(Excerpts of location labeling data)

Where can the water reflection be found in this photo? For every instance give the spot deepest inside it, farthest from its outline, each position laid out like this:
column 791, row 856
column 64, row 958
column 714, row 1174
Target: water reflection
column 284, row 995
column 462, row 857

THE PROBLEM
Give the material above again, word for word.

TASK ANSWER
Where can the water reflection be found in this photo? For every instance give the spot deepest inside it, farthest from its outline, each position laid out like this:
column 791, row 856
column 64, row 958
column 714, row 1174
Target: water reflection
column 284, row 995
column 462, row 857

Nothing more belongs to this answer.